_Source information_:

——————————

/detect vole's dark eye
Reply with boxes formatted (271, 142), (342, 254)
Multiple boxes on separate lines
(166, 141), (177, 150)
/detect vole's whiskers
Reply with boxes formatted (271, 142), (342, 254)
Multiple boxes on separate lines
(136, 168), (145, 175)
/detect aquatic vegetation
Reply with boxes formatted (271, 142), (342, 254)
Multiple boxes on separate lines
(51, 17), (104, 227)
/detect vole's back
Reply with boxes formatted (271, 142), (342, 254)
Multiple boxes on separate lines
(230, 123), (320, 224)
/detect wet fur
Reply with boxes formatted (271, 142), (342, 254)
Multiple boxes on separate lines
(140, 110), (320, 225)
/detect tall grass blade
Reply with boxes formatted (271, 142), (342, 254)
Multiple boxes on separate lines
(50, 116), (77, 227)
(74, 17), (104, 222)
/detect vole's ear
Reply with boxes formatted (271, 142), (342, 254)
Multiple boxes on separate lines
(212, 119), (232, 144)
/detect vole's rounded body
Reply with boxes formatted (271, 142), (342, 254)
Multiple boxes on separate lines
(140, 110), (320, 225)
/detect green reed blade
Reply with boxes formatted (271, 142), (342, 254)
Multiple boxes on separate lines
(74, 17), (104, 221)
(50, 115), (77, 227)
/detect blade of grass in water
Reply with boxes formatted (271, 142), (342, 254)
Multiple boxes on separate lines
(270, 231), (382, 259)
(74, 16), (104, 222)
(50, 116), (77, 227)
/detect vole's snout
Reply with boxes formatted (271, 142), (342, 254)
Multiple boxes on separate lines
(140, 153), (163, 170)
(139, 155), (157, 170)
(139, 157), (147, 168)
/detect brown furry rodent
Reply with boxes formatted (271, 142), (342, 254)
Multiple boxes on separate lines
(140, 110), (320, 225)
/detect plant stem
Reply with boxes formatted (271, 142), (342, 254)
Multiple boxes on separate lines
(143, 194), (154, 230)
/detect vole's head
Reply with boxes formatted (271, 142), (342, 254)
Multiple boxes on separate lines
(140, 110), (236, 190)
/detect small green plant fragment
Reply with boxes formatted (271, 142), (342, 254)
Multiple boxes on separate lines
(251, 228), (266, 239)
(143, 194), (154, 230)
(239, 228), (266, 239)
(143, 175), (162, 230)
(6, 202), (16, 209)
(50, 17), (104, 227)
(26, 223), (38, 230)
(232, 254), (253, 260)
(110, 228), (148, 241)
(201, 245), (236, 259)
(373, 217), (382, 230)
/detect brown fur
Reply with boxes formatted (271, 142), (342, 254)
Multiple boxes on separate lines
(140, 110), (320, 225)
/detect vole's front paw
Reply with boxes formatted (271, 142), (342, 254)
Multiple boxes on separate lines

——————————

_Problem_: Pick each line holding the word "vole" out of the data and copy it.

_Exercise response_:
/detect vole's dark eye
/detect vole's whiskers
/detect vole's back
/detect vole's ear
/detect vole's rounded body
/detect vole's snout
/detect vole's head
/detect vole's front paw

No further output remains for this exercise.